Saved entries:
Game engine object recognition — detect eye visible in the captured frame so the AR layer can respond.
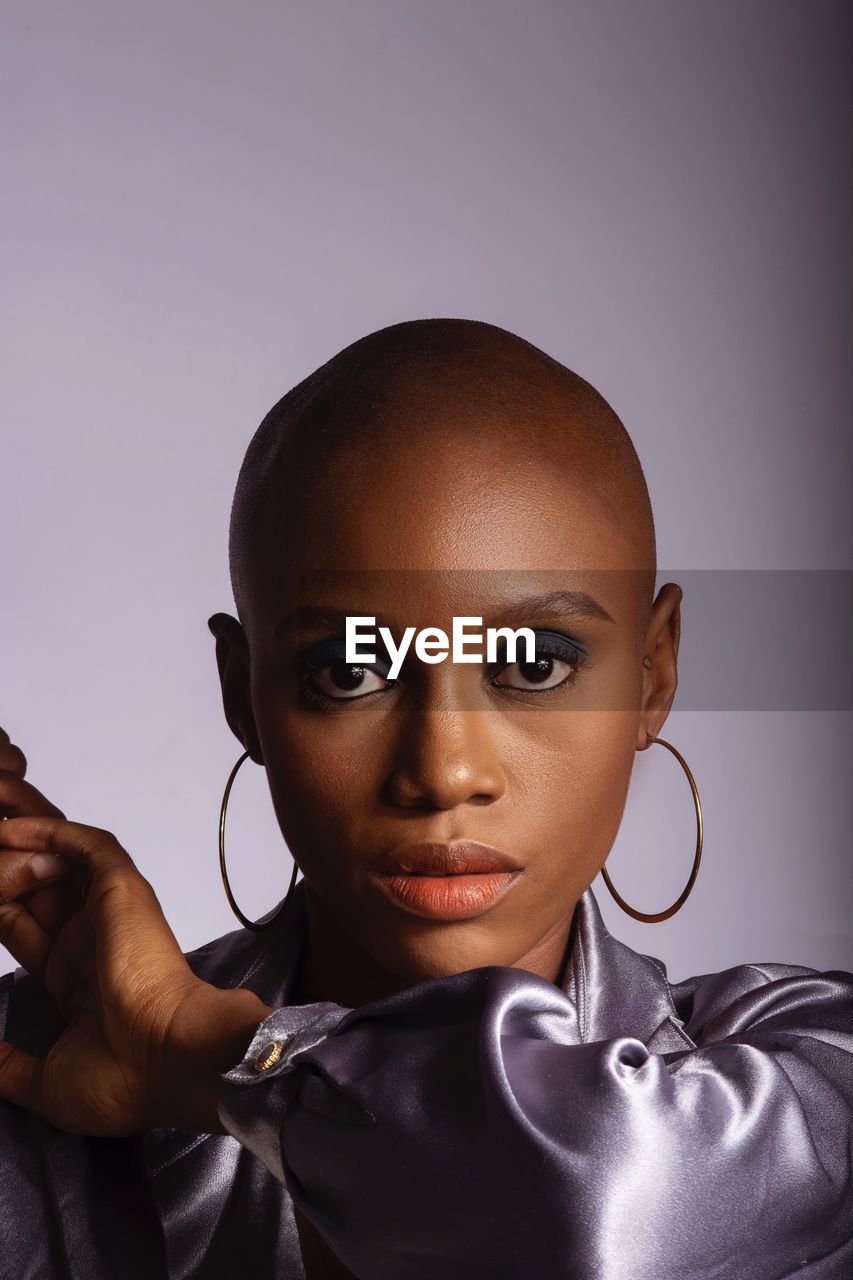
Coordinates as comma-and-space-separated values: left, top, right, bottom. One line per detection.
492, 631, 585, 692
311, 662, 394, 700
298, 640, 396, 701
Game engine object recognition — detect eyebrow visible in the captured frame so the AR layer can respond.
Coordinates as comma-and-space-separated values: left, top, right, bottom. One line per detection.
273, 591, 613, 639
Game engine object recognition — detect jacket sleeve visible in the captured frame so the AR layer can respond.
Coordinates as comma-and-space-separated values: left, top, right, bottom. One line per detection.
220, 965, 853, 1280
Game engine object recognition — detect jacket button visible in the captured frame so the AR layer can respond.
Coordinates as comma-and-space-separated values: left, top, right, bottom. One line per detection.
255, 1041, 284, 1071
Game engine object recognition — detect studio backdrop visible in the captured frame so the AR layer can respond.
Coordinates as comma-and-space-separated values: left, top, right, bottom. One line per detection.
0, 0, 853, 979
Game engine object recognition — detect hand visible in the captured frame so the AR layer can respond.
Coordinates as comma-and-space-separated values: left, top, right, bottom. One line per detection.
0, 730, 272, 1135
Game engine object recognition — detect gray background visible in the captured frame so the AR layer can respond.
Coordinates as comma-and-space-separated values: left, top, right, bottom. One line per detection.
0, 0, 853, 978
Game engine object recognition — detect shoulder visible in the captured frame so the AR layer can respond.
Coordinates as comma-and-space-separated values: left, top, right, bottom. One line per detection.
670, 961, 853, 1050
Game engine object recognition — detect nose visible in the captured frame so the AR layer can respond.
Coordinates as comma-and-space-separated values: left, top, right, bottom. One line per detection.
387, 705, 506, 809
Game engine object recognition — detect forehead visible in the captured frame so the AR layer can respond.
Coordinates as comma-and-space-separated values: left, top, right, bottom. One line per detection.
254, 424, 648, 637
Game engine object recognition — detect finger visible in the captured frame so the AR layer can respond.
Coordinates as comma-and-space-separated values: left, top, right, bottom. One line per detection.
0, 818, 183, 961
0, 730, 27, 778
0, 1041, 42, 1115
20, 868, 86, 936
0, 768, 65, 818
0, 902, 50, 982
0, 849, 77, 902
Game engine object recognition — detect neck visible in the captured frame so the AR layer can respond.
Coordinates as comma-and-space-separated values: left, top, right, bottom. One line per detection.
297, 886, 575, 1009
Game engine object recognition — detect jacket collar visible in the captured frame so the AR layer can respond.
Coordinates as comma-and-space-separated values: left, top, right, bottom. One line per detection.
188, 881, 695, 1052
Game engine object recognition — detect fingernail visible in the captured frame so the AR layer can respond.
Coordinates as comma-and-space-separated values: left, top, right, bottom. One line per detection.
29, 854, 73, 879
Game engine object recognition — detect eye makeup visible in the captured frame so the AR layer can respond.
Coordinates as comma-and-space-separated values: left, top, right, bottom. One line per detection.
290, 627, 587, 709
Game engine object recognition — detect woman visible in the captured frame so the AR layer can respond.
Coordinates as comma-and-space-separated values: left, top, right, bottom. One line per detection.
0, 320, 853, 1280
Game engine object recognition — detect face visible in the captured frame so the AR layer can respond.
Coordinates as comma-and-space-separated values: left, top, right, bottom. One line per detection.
213, 414, 680, 1004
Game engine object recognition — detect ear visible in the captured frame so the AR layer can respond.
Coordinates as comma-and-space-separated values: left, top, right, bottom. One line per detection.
207, 613, 264, 764
637, 582, 684, 751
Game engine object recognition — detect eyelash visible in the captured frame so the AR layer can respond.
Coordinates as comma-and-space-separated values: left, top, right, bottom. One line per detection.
298, 628, 587, 710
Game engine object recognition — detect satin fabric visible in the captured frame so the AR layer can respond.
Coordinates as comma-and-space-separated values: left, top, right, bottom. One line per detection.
0, 884, 853, 1280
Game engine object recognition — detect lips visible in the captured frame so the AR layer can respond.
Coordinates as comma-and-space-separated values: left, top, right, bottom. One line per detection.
374, 841, 521, 920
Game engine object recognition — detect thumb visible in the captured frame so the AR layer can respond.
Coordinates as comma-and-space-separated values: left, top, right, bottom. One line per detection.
0, 1041, 44, 1115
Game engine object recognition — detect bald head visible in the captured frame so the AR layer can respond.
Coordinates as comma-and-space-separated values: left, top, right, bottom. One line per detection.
229, 319, 656, 622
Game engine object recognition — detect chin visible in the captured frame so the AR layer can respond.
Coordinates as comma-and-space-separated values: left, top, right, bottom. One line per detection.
374, 920, 521, 986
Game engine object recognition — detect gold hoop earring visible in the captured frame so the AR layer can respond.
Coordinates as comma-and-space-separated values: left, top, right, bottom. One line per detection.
219, 751, 298, 933
601, 735, 703, 924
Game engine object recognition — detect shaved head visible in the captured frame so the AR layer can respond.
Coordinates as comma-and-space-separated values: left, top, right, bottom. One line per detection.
229, 319, 656, 625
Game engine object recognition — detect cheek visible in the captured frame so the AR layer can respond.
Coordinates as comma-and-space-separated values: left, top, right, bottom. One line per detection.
249, 713, 377, 864
507, 712, 637, 879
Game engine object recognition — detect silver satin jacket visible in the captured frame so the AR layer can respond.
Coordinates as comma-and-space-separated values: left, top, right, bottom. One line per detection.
0, 884, 853, 1280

THE TASK =>
Return all of the rows above word for word, leaving out the picture.

RESULT OF THE EXERCISE =>
Game engine object recognition — detect eye visible in the captured frame so the AR layer can respond.
Coordinates as comma-and-space-separated values: left, top, right, bottom. One line per detection.
492, 631, 585, 692
311, 662, 394, 700
298, 640, 396, 701
Game engine object recognition — detect eyebrow visible in the captured frame so the AR layer can respond.
Coordinates as comma-and-space-separated values: left, top, right, bottom. One line per detection.
273, 591, 613, 639
Game engine object recognition — detect jacket sleeve visible in the captured frame so the AR layer can respond.
Coordinates as comma-and-space-separated values: left, top, right, bottom. One line per detection.
220, 965, 853, 1280
Game engine object recognition — detect jacket button visible in the captured frame so the AR layer can respond.
Coordinates as comma-and-space-separated values: left, top, right, bottom. One line per detection.
255, 1041, 284, 1071
Game engine object recognition — detect studio backdrop visible in the captured frame so the AR layer can respond.
Coordinates as comma-and-space-separated values: left, top, right, bottom. One line per detection.
0, 0, 853, 979
Game engine object recognition — detect hand visible in the captured frame so the AR layer can respond.
Coordinates as comma-and-space-separated values: left, top, right, bottom. One line per detection.
0, 730, 272, 1135
Game engine object recognition — detect gray background visible in the captured frame so the AR layer can respond.
Coordinates as comma-and-space-separated values: left, top, right, bottom. One line per detection.
0, 0, 853, 978
Game engine object recognition — detect shoulder visible in the captured frame so the AR layer can respond.
Coordinates as comma-and-space-separated values: left, top, right, bottom. One line per detection.
670, 961, 853, 1050
Game engine object recognition — detect nose visible in the captured frame so the AR layer can respond.
Coordinates as comma-and-space-separated values: left, top, right, bottom. One line per detection.
387, 705, 506, 809
Game engine object recognition — detect forehead visible in the captured frame so the AR layer can respond.
Coordinates as comma-and-space-separated values: left, top, right, bottom. One line per detection.
254, 424, 648, 637
Game engine object recognition — detect finger visible in the captured frame so the AR layer can respond.
Coordinates as comma-and-space-separated values: left, top, right, bottom. One line per detection.
0, 818, 183, 961
0, 730, 27, 778
0, 1041, 42, 1115
20, 868, 86, 936
0, 768, 65, 818
0, 902, 50, 982
0, 849, 77, 902
Game engine object recognition — detect neck visible in the captured frame so the AR layer can respond.
Coordinates as comma-and-space-separated values: left, top, right, bottom. One line per detection.
297, 886, 575, 1009
Game engine object recognition — detect jacket collar visible in the captured frame so the AR layer can respond.
Coordinates as comma-and-space-separated values: left, top, right, bottom. One line per detection.
188, 881, 695, 1052
Game engine object recognition — detect fingernail visible in the captured frame so the AR layer can respond.
Coordinates as comma-and-space-separated values: left, top, right, bottom. One line per detection.
29, 854, 73, 879
Game engine object recognition — detect eye makeup visible in the captured frame so the AR layer can respond.
Coordinates as comma-and-space-separated values: left, top, right, bottom. One line per detection.
290, 627, 587, 709
Game engine object recognition — detect woman visible in the captured frame so the AR layer can respond.
Coordinates as comma-and-space-separated values: left, top, right, bottom. One line per detection.
0, 320, 853, 1280
Game engine object recognition — detect face visible in the captured frame so the AR layer can respond.
Coordinates as comma-and-space-separated values: left, top, right, bottom. One line per detection.
213, 414, 680, 1004
Game engine object recognition — detect ear visible in the captured frame so the AR layer can respond.
Coordinates as comma-and-space-separated values: left, top, right, bottom. One line per detection.
207, 613, 264, 764
637, 582, 684, 751
Game engine object recognition — detect eyelash visible in the captured frame so the AR layer can respond.
Coordinates as comma-and-space-separated values: left, top, right, bottom. One line per detection.
298, 628, 587, 710
Game engine object recognition — detect satin fabric visible in the captured frame so the AR layer can respond.
Coordinates as comma-and-space-separated values: left, top, right, bottom. One line per detection.
0, 884, 853, 1280
Game engine object recognition — detect lips visible in the captured frame so the AR layer can respond.
Coordinates as comma-and-space-separated values: left, top, right, bottom. One line per detection.
374, 841, 521, 920
Game engine object recognition — detect thumb visible in the captured frame so the AR layer can respond.
Coordinates as comma-and-space-separated values: left, top, right, bottom. One line per detection.
0, 1041, 44, 1115
Game engine object recognition — detect bald head visible in the captured frame so the AR layer can respond.
Coordinates as comma-and-space-separated values: left, top, right, bottom. One line per detection.
229, 319, 656, 622
Game engine object recognition — detect chin visible in the captured frame so the AR layer can respond.
Coordinates as comma-and-space-separated values: left, top, right, bottom. One line per detection.
374, 920, 521, 986
Game engine object recognition — detect gold hoop earring visible in the captured frame so the AR layer can respond.
Coordinates as comma-and-space-separated values: left, top, right, bottom. One line per detection.
219, 751, 298, 933
601, 735, 703, 924
Game engine object recognition — detect shaved head visible in the captured frame so the AR layer can respond.
Coordinates as comma-and-space-separated values: left, top, right, bottom. One line per detection.
229, 319, 656, 625
Game engine object recognition — detect cheek visible in the captured frame so the AR layer can respond.
Coordinates as comma-and-space-separated values: left, top, right, bottom. One line per detection.
249, 713, 377, 864
507, 712, 637, 879
Game engine object recognition — detect silver satin jacket visible in the captured frame so the AR layer can respond.
Coordinates as comma-and-space-separated values: left, top, right, bottom. One line per detection.
0, 884, 853, 1280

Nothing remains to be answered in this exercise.